Instruction =>
Output as a numbered list, omitting blank lines, the lines of the records from the line with "of the reflection" up to and including the line with "[[535, 512]]".

Data for processing =>

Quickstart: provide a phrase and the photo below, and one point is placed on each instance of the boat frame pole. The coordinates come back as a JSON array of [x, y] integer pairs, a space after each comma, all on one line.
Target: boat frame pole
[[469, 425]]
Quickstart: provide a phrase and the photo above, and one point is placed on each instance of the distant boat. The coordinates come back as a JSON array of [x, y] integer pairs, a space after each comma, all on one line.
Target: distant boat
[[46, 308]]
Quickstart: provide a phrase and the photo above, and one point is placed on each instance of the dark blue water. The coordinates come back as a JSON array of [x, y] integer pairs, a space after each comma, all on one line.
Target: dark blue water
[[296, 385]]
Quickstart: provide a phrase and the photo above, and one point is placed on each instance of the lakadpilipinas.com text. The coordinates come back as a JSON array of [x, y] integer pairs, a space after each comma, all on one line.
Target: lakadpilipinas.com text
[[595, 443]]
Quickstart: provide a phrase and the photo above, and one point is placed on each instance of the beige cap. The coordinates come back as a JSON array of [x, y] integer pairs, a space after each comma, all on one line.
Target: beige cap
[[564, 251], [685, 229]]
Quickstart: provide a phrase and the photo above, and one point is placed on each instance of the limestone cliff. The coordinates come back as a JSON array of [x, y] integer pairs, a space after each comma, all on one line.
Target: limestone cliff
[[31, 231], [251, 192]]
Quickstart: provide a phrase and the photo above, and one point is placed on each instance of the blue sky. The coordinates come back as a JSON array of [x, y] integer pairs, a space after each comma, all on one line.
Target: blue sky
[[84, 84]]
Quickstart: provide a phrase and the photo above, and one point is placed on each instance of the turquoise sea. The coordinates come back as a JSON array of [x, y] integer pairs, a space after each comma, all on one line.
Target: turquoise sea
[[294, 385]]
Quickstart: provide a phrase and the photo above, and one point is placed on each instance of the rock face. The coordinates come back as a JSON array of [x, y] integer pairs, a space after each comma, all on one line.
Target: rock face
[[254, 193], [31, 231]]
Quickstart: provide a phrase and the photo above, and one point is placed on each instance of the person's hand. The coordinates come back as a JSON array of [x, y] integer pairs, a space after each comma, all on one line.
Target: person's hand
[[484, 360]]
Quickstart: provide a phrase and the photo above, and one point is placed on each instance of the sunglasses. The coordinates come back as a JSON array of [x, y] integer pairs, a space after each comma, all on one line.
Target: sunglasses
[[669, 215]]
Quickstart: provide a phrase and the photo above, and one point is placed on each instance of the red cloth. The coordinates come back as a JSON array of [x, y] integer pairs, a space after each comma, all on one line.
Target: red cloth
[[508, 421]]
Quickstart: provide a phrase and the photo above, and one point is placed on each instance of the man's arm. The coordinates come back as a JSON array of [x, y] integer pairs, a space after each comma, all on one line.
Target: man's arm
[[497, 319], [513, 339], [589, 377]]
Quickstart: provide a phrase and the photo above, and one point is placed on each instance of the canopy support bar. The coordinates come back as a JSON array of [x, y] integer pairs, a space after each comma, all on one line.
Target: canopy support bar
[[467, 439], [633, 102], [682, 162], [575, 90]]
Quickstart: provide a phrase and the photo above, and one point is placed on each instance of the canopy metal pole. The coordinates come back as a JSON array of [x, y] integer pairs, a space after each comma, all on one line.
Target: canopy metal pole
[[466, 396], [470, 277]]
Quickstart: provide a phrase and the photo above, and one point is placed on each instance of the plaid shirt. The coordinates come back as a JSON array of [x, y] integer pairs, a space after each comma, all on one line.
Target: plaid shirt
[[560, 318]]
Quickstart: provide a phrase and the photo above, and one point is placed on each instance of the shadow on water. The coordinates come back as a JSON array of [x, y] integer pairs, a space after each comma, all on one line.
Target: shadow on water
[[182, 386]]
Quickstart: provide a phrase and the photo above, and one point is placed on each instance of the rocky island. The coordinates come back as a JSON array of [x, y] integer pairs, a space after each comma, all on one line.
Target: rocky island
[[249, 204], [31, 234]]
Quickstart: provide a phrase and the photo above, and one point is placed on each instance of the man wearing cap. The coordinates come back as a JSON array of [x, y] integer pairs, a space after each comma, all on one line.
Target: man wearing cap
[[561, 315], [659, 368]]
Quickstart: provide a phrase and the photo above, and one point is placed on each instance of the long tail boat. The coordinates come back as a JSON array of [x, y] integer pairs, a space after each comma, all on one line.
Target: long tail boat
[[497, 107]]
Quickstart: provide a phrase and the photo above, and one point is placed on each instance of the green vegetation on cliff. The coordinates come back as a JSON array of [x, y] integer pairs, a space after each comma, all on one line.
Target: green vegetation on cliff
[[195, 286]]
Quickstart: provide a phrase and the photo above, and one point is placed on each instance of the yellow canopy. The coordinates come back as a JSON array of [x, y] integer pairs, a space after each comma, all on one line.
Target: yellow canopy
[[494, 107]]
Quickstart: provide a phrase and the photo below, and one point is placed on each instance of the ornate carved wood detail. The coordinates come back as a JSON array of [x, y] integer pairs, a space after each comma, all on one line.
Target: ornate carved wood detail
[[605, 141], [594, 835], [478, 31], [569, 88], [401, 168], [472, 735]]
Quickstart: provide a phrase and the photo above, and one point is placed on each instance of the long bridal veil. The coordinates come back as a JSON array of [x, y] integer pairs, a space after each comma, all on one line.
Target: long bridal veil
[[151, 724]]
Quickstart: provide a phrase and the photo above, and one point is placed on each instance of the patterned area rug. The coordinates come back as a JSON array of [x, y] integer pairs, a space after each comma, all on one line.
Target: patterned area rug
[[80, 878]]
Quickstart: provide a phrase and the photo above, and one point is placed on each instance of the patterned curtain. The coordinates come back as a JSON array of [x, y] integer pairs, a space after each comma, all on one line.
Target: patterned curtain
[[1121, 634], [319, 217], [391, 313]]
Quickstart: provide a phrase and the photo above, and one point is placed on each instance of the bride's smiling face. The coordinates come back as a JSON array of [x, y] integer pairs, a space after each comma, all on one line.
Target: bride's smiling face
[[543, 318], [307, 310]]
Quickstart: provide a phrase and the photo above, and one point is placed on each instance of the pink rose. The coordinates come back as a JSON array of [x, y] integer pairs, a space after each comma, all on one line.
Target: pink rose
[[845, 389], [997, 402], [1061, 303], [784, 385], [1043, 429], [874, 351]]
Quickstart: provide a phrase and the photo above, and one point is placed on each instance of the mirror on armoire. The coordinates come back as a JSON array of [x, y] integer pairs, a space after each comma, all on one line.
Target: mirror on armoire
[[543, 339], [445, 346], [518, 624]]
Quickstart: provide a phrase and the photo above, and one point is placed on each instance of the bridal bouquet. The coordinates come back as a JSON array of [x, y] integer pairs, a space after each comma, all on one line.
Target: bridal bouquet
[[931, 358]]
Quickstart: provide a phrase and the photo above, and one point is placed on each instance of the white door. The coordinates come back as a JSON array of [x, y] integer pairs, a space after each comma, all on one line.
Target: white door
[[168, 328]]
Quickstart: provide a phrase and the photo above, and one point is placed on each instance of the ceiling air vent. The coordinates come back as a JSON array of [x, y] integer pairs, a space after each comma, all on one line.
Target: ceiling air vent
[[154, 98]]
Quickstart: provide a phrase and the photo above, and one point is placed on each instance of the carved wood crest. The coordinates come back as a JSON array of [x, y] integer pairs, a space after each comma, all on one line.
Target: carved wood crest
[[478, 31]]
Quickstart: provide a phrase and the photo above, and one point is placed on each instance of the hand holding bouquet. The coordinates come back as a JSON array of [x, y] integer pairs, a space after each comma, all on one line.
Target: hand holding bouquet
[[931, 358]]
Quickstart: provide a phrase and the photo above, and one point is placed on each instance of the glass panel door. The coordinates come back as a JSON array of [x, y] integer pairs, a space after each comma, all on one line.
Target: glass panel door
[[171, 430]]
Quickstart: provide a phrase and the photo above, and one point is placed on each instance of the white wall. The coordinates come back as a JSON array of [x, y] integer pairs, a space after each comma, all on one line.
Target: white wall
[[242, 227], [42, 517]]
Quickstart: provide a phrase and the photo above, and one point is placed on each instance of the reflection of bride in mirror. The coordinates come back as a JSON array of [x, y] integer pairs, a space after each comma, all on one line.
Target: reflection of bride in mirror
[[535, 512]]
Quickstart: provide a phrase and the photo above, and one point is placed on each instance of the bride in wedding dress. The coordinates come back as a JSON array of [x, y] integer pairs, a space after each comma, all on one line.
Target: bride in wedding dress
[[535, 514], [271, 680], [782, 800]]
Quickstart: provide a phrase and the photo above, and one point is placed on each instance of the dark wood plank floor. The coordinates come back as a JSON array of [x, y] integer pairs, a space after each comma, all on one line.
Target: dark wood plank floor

Exercise output =>
1. Quickstart: provide a phrase and the photo above, and one point is placed on each instance of the reflection of bride in mirror. The coordinates come back as a JSON array of [x, y] integer pairs, a space after each comma, all on one line.
2. Target: reflection of bride in mirror
3. [[535, 512]]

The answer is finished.